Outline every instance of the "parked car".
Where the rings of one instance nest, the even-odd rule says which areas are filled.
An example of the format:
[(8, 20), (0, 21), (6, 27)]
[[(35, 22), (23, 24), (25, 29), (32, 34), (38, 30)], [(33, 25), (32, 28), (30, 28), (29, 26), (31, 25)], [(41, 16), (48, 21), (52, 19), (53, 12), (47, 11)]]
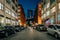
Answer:
[(47, 28), (44, 25), (37, 25), (37, 30), (38, 31), (46, 31)]
[(16, 32), (21, 31), (21, 27), (20, 27), (19, 25), (15, 26), (15, 31), (16, 31)]
[(0, 27), (0, 36), (8, 37), (11, 34), (15, 34), (14, 27), (12, 26)]
[(47, 33), (54, 35), (55, 38), (60, 38), (60, 25), (49, 25), (47, 28)]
····················
Do this
Copy the items above word for word, leaving out the pictures.

Exercise response
Outline every instance of the "parked car".
Where the rings of one instance nest, the even-odd rule says which areas are filled.
An example of the format:
[(8, 20), (0, 21), (6, 27)]
[[(35, 22), (23, 24), (25, 29), (32, 34), (38, 30)], [(33, 25), (32, 28), (30, 28), (29, 26), (31, 25)], [(41, 16), (48, 21), (52, 19), (53, 12), (47, 11)]]
Answer:
[(47, 28), (44, 25), (37, 25), (37, 30), (38, 31), (46, 31)]
[(16, 32), (21, 31), (21, 27), (20, 27), (19, 25), (15, 26), (15, 31), (16, 31)]
[(0, 27), (0, 36), (8, 37), (11, 34), (15, 34), (14, 27), (12, 26)]
[(47, 33), (54, 35), (55, 38), (60, 38), (60, 25), (49, 25), (47, 28)]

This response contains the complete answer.